# [Task requirements]
Where in the listing does the word "background" appear? Report each line that holds it.

# [Supplied records]

-=-=-=-=-

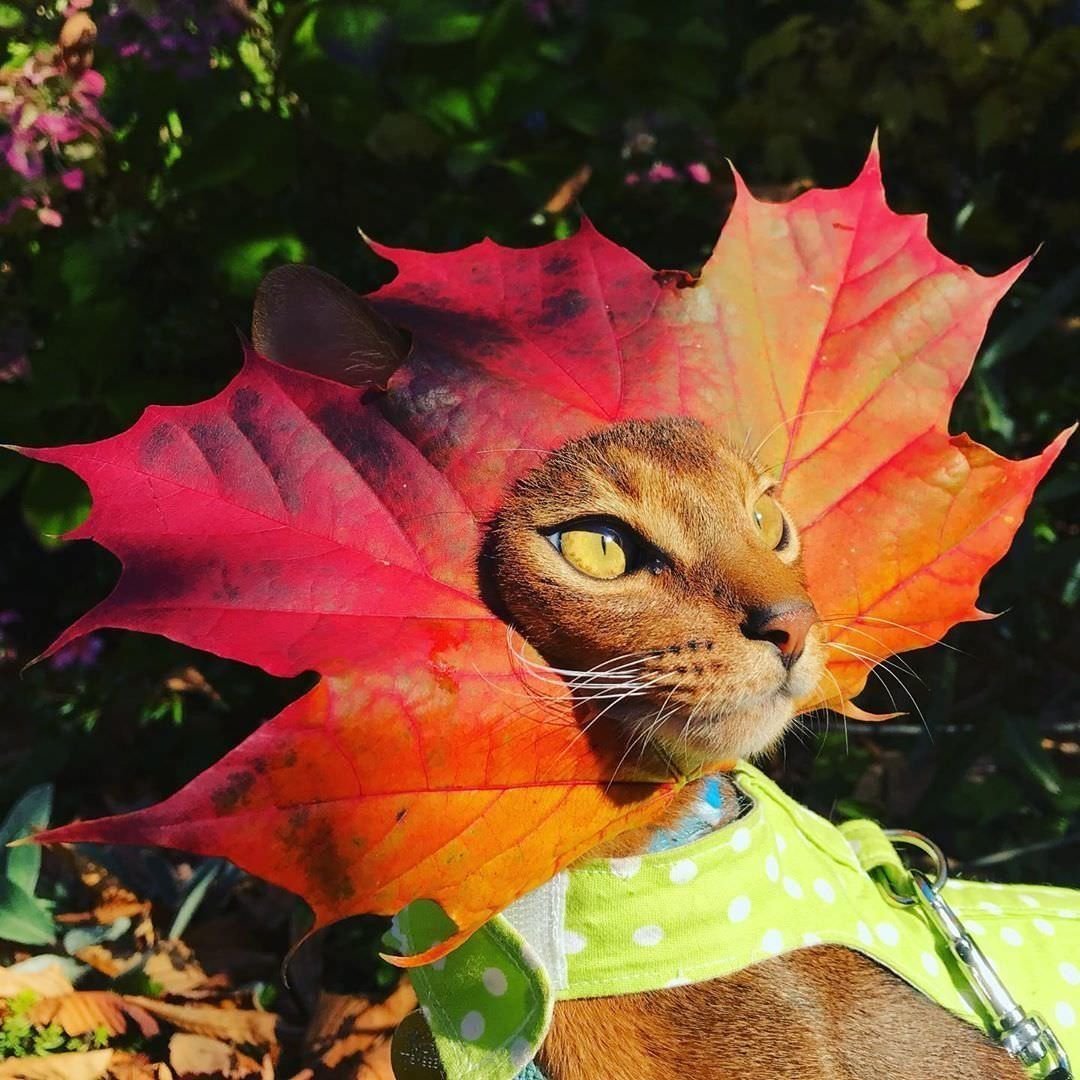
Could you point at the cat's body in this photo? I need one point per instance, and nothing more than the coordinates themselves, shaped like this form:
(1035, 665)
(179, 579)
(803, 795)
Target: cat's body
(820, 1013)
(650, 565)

-=-=-=-=-

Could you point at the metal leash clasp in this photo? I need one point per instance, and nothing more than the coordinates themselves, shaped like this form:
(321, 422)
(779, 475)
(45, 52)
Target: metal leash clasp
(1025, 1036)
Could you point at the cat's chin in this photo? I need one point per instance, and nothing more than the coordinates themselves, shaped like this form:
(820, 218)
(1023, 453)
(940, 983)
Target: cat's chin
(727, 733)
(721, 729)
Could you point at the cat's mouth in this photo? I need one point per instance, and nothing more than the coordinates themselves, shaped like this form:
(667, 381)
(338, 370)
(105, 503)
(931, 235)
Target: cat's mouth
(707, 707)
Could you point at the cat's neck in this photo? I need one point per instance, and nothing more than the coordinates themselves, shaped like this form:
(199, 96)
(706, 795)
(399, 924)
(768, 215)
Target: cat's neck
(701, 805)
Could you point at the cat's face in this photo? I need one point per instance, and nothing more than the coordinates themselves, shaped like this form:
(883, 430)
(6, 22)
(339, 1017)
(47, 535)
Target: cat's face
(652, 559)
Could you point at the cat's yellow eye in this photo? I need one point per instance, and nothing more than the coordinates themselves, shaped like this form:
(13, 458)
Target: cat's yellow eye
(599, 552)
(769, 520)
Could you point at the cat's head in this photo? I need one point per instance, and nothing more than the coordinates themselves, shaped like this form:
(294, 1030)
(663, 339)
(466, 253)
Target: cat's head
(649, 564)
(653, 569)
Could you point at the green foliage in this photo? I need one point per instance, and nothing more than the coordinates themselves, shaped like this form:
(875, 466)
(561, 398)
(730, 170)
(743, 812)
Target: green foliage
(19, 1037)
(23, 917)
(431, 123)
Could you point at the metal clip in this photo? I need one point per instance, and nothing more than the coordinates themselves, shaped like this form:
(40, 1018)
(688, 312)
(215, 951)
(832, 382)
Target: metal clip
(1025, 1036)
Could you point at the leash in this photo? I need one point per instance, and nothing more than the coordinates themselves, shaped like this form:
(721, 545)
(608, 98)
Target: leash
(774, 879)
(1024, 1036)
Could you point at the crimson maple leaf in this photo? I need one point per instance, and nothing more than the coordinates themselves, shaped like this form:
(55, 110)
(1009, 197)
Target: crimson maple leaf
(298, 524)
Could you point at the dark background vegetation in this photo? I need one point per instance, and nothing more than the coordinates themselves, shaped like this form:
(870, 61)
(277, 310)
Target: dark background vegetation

-=-=-=-=-

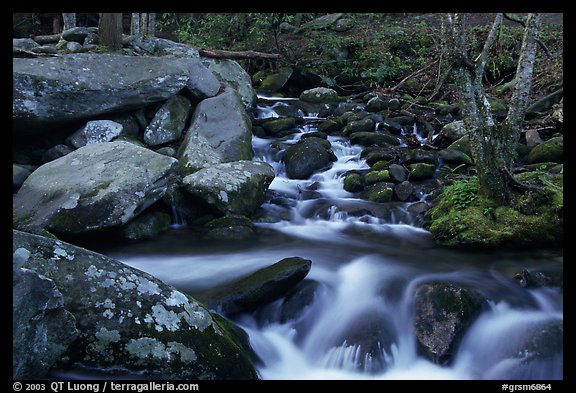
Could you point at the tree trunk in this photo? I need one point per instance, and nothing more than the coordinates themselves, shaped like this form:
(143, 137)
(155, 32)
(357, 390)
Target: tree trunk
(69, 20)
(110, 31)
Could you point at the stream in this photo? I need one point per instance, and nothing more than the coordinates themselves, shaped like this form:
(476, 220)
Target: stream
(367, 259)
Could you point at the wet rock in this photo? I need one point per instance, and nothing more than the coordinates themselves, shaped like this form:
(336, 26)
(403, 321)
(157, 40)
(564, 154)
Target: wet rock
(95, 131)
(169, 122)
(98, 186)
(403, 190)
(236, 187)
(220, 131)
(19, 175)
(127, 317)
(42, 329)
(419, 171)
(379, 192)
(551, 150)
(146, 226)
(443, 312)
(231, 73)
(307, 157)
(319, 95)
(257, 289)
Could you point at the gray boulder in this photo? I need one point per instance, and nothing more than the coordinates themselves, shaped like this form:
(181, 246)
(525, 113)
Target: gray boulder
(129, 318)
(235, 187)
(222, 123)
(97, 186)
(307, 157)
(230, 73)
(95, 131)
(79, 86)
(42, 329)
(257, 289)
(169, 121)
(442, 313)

-=-=-=-=-

# [Result of the task]
Could you point at the dark background vegetation in this photo? I need one point per instance, and nothing more than the coordinates themselves, shaped like this form:
Target: dark background vegetation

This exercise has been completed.